> _GIVEN REQUEST_
Show every line in the rows below that contains the word "people", copying each such line in full.

· · · · ·

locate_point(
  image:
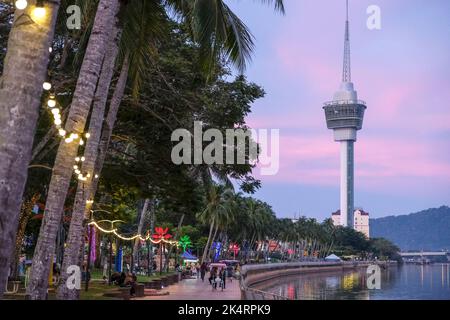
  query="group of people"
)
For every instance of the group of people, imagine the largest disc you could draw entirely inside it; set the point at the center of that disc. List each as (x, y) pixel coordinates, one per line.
(218, 278)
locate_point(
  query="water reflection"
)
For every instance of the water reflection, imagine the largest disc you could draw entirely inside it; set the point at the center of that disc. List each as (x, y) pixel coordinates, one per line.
(403, 282)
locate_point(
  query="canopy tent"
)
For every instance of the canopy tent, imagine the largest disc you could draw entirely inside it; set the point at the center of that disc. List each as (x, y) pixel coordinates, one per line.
(332, 257)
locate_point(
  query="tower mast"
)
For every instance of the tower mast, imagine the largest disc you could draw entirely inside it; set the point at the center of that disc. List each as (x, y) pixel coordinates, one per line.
(344, 115)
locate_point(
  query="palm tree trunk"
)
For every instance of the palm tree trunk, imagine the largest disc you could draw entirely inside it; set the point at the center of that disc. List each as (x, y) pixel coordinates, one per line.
(77, 227)
(212, 241)
(24, 71)
(62, 170)
(110, 120)
(166, 261)
(25, 213)
(140, 227)
(205, 250)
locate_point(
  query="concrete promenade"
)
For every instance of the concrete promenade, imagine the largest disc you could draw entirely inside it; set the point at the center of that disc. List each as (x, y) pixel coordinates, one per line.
(195, 289)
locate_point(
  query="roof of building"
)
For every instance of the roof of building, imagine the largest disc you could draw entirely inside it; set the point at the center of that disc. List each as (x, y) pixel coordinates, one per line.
(362, 212)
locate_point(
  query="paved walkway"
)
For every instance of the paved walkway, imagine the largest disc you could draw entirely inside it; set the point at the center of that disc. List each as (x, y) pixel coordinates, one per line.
(195, 289)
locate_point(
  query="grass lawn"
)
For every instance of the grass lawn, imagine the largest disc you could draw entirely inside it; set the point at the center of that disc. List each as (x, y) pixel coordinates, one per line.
(97, 288)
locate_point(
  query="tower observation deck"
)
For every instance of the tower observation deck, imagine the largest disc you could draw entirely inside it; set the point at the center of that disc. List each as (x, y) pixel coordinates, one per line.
(345, 115)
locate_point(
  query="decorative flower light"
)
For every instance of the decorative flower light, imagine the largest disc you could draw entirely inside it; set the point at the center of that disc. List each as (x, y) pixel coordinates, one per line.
(21, 4)
(234, 247)
(185, 242)
(161, 234)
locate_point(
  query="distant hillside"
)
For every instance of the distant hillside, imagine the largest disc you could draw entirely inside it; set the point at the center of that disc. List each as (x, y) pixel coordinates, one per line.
(427, 230)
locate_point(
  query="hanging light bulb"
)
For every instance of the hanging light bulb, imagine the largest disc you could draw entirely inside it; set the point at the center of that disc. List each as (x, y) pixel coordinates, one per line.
(51, 103)
(47, 86)
(21, 4)
(39, 12)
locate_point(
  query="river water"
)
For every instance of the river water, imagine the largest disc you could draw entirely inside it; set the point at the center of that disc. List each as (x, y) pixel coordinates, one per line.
(406, 282)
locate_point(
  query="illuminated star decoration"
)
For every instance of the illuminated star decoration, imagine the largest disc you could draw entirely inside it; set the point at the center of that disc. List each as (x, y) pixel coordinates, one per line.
(234, 247)
(185, 242)
(161, 234)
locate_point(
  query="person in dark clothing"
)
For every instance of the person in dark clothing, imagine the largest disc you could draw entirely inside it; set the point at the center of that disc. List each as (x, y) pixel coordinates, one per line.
(203, 269)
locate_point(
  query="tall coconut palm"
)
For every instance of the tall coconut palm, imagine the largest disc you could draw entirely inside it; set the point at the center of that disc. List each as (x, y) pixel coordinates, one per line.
(237, 43)
(63, 167)
(24, 71)
(218, 209)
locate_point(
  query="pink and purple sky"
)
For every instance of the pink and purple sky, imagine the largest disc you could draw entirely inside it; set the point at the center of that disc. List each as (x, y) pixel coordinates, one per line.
(402, 157)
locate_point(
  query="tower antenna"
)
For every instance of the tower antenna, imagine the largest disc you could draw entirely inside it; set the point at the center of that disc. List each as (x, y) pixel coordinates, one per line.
(346, 71)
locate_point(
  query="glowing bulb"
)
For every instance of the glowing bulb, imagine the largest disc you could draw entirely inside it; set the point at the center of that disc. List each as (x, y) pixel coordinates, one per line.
(21, 4)
(39, 12)
(51, 103)
(47, 86)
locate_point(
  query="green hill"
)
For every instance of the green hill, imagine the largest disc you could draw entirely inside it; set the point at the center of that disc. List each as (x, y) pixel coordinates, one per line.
(424, 230)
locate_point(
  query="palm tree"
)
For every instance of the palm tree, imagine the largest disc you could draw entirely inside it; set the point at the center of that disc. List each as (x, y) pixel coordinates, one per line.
(218, 209)
(236, 42)
(62, 170)
(24, 71)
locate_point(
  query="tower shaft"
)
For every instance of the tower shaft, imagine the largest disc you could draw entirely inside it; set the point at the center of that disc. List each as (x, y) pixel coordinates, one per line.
(347, 182)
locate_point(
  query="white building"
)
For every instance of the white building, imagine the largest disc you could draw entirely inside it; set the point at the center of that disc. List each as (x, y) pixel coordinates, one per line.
(360, 222)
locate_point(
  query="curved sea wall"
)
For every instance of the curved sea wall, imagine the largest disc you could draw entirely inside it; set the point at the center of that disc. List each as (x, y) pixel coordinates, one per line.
(256, 274)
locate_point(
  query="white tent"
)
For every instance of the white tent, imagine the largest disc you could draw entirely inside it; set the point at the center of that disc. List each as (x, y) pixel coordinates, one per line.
(332, 257)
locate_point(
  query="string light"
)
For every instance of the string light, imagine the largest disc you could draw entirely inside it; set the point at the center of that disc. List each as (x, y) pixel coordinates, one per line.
(39, 12)
(47, 86)
(21, 4)
(51, 103)
(132, 238)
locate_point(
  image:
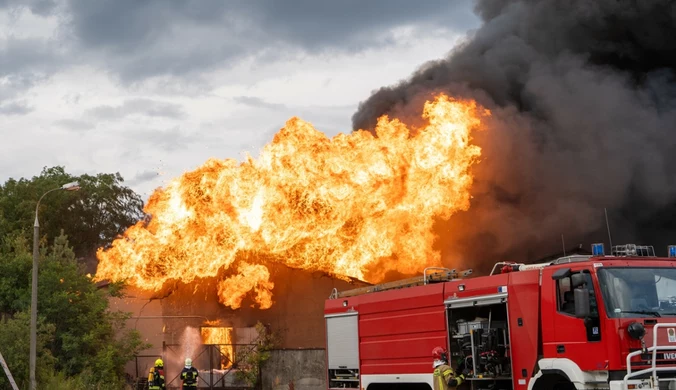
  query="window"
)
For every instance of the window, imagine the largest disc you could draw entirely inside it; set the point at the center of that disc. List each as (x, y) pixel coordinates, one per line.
(638, 292)
(566, 295)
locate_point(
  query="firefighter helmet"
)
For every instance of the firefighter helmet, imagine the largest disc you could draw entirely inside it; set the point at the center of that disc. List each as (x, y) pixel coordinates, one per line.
(439, 353)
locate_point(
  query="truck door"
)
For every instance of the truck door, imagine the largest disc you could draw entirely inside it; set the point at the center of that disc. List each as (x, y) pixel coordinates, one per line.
(563, 334)
(342, 349)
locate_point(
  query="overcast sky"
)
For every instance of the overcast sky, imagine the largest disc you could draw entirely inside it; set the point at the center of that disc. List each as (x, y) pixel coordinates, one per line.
(153, 88)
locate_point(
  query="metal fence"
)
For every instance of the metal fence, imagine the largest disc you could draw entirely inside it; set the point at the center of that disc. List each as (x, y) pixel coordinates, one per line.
(217, 371)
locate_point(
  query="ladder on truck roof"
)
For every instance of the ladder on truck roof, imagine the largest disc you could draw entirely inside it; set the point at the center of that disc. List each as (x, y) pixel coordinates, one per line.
(438, 275)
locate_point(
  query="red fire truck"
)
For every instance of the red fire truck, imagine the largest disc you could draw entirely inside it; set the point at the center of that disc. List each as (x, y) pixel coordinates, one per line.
(578, 322)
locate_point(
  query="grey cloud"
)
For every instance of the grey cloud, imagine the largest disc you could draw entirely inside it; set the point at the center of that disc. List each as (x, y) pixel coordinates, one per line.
(169, 140)
(25, 56)
(139, 39)
(257, 102)
(15, 108)
(75, 124)
(38, 7)
(137, 106)
(143, 177)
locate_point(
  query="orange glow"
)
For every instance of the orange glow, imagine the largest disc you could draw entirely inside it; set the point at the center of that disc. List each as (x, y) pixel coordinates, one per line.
(222, 338)
(354, 205)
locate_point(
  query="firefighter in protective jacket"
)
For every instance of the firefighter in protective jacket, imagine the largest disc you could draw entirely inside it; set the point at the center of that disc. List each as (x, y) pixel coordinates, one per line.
(444, 376)
(189, 375)
(156, 376)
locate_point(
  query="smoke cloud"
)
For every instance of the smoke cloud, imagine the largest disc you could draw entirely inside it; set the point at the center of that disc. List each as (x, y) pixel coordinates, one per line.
(583, 98)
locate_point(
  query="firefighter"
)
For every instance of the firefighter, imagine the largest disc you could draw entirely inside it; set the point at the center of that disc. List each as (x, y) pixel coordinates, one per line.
(156, 376)
(444, 376)
(189, 375)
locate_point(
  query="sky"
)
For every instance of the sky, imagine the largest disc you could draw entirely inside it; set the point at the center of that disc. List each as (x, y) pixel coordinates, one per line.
(153, 88)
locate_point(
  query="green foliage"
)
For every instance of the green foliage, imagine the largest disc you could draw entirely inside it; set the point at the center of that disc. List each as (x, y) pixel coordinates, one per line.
(15, 348)
(82, 344)
(249, 361)
(93, 216)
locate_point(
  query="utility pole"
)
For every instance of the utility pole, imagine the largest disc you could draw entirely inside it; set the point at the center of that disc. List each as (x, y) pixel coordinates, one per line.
(9, 374)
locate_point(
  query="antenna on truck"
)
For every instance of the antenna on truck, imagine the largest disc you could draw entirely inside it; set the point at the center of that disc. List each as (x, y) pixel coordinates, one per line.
(610, 239)
(430, 275)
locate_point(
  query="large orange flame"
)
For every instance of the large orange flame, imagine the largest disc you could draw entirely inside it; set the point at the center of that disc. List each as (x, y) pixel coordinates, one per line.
(353, 205)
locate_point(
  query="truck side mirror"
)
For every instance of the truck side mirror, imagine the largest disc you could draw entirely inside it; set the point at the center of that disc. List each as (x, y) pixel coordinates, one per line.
(582, 309)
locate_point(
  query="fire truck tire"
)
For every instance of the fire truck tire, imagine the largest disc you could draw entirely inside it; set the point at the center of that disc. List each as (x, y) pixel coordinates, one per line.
(553, 382)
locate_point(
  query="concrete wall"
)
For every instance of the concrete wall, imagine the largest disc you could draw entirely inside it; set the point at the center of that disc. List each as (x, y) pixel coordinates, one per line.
(297, 314)
(305, 369)
(142, 304)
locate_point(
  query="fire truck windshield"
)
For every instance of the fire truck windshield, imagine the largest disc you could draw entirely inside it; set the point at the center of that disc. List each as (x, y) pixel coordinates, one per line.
(638, 292)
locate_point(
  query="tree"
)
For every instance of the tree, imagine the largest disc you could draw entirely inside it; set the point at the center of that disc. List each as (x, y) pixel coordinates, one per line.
(15, 345)
(82, 343)
(92, 217)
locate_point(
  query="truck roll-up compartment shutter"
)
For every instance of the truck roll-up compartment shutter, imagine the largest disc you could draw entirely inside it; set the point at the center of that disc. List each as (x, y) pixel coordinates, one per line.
(485, 300)
(342, 336)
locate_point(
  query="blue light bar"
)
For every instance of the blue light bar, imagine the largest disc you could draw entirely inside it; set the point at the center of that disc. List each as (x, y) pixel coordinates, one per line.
(597, 250)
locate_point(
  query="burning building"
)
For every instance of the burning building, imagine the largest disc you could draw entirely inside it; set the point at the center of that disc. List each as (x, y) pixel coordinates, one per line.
(233, 244)
(545, 116)
(187, 320)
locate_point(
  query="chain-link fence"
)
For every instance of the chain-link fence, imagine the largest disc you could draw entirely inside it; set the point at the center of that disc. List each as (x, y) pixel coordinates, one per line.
(220, 367)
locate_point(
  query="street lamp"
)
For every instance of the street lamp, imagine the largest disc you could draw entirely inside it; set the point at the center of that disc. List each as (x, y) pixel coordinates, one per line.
(74, 186)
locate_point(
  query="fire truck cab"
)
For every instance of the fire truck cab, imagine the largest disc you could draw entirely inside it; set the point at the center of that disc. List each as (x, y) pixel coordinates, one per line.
(578, 322)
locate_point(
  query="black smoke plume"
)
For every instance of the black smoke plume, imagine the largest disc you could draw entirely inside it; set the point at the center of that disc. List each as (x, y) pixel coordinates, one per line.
(583, 96)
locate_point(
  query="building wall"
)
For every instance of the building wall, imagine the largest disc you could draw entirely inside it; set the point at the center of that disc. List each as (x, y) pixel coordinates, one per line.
(297, 314)
(142, 305)
(299, 369)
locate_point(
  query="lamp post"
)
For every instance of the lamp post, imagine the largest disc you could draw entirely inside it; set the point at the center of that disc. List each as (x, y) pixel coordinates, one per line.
(74, 186)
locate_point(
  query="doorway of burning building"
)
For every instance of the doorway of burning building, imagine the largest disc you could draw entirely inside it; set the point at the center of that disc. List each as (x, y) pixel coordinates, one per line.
(219, 354)
(222, 338)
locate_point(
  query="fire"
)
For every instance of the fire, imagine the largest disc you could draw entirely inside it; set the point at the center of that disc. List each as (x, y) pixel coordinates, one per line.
(222, 338)
(354, 205)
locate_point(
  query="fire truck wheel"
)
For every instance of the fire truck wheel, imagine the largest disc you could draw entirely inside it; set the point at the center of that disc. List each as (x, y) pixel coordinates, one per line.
(553, 382)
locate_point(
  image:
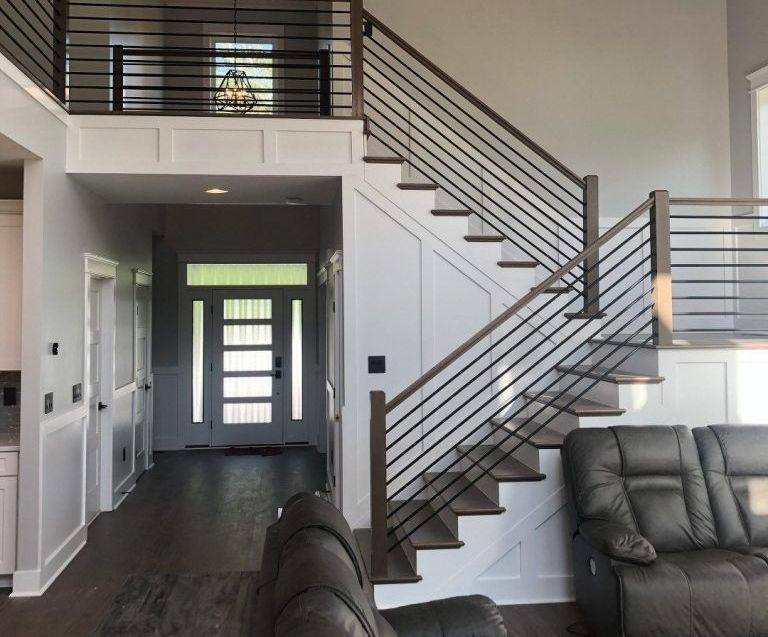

· · · · ·

> _THE ANSWER_
  query="group of people"
For every instance of the group of people, imagine the largest disc you could draw entirely inside it; set the point at the center of that disc. List each as (x, y) pixel coordinates, one per line.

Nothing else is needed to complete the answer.